Written instruction → Copy the records below character for character, everything from the line containing "For the benchmark, indicate the green tree" down to the line containing "point(192, 414)", including both of those lines.

Data to use →
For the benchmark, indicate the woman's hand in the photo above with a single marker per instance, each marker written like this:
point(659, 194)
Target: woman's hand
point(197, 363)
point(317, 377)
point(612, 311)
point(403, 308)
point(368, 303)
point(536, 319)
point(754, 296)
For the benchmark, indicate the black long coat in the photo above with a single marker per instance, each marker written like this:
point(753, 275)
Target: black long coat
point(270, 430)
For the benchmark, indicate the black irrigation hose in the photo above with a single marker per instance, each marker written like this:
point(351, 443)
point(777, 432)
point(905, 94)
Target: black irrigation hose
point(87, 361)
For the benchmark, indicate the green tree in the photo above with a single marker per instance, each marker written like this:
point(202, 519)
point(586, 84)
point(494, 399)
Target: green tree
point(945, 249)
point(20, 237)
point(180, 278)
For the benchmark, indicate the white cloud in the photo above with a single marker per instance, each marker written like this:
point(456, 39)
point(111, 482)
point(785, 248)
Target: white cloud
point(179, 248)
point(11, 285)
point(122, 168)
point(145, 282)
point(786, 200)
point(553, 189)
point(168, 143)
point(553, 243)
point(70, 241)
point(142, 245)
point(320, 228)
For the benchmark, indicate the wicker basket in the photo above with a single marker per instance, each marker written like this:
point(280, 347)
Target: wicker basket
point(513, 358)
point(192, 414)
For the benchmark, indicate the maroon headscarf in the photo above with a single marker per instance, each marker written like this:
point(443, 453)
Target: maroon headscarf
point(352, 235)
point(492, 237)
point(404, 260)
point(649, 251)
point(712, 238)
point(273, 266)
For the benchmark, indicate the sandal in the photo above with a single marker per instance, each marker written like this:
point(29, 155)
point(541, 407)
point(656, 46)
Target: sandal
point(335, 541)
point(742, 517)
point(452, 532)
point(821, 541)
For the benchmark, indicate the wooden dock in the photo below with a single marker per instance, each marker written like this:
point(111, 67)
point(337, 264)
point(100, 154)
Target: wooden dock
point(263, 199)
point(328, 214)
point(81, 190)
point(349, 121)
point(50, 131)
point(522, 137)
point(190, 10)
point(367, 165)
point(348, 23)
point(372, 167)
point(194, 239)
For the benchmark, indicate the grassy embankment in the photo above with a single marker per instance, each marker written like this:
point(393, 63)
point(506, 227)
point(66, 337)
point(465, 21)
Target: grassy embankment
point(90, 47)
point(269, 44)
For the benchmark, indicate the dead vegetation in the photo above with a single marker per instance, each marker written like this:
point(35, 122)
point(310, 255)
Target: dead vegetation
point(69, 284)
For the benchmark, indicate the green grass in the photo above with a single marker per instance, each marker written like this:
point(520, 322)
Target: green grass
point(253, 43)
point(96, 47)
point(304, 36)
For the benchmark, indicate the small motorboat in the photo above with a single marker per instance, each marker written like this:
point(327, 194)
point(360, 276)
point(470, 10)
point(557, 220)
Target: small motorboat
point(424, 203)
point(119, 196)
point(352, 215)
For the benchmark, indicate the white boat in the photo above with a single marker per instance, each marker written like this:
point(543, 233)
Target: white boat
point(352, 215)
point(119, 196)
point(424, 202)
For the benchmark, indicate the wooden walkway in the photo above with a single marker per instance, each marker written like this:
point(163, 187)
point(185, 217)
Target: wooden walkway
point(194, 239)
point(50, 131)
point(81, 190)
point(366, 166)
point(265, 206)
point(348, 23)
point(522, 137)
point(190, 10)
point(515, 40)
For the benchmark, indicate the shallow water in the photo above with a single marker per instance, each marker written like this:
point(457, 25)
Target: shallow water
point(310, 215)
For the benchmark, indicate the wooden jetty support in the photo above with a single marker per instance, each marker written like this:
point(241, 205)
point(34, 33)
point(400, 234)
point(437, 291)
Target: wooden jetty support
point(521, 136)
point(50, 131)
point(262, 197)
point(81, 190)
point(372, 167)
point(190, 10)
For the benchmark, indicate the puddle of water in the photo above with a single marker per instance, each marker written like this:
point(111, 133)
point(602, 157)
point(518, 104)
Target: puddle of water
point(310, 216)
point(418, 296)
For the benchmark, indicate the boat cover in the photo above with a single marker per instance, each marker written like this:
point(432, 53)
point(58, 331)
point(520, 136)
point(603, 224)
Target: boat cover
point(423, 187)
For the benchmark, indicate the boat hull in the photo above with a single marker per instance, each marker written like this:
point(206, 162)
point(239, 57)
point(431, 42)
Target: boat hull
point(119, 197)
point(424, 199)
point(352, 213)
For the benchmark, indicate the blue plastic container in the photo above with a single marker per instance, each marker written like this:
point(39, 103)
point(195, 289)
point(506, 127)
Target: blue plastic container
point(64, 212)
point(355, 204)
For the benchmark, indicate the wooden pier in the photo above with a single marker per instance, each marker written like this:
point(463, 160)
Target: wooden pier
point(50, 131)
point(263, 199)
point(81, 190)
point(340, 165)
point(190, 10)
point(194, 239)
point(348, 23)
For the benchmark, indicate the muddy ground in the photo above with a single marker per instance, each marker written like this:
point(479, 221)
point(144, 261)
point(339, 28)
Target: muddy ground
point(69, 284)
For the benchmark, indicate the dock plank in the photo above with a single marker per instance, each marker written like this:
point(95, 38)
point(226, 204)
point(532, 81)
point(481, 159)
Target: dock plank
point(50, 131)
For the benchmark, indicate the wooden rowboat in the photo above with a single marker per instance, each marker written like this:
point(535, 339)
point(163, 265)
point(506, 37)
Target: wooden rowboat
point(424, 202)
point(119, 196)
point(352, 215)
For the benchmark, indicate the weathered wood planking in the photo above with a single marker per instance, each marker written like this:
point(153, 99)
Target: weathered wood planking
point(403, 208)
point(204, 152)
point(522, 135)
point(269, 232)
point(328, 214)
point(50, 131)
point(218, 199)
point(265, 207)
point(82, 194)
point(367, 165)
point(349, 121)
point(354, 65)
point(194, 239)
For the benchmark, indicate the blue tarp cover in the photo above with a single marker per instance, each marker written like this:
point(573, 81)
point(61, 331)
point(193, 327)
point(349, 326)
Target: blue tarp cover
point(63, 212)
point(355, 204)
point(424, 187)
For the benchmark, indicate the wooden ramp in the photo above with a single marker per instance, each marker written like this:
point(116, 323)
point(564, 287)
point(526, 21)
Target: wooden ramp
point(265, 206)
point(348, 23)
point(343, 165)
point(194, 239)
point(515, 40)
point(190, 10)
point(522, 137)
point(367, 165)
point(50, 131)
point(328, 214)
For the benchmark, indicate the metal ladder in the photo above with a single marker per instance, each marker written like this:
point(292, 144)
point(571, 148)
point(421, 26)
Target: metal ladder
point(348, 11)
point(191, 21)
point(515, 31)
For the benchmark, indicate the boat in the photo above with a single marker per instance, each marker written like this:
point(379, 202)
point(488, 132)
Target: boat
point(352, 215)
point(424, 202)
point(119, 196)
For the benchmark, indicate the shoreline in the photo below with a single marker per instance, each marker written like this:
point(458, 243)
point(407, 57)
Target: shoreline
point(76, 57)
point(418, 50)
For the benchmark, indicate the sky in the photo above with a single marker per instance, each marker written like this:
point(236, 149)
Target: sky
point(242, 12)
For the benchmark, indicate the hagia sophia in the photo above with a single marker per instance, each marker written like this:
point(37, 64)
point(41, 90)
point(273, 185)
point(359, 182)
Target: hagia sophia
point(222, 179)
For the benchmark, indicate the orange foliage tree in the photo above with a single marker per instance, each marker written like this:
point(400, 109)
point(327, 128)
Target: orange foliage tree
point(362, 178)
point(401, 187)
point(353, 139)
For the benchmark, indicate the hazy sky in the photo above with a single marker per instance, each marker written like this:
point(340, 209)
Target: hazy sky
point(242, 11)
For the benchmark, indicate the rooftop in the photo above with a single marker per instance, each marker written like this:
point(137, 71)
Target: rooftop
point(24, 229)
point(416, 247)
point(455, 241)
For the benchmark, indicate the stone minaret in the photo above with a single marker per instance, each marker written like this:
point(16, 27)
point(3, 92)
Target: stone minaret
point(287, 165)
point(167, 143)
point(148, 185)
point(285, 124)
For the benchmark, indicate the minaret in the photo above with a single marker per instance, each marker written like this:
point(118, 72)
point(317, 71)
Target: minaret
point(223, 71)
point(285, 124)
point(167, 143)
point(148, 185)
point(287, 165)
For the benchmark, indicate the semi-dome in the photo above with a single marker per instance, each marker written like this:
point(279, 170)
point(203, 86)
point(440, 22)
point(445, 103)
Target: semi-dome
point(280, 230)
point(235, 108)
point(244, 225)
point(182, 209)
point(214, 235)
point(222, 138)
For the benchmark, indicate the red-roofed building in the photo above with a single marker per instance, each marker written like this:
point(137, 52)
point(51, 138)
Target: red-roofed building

Answer to the problem →
For the benchmark, indicate the green tree in the photo above with a single marker per instance, each marker written like this:
point(202, 519)
point(586, 84)
point(494, 399)
Target: green tree
point(945, 249)
point(20, 237)
point(180, 278)
For the benchmark, indicate the white cloud in the photo above with a single marker per instance, each marker written like this:
point(456, 39)
point(111, 482)
point(785, 248)
Target: white cloud
point(179, 248)
point(11, 285)
point(122, 168)
point(145, 282)
point(786, 200)
point(553, 189)
point(168, 143)
point(553, 243)
point(70, 241)
point(142, 245)
point(320, 228)
For the benchmark, indicate the wicker basket in the photo above with a single marker per instance, each marker written like this:
point(280, 347)
Target: wicker basket
point(513, 358)
point(192, 414)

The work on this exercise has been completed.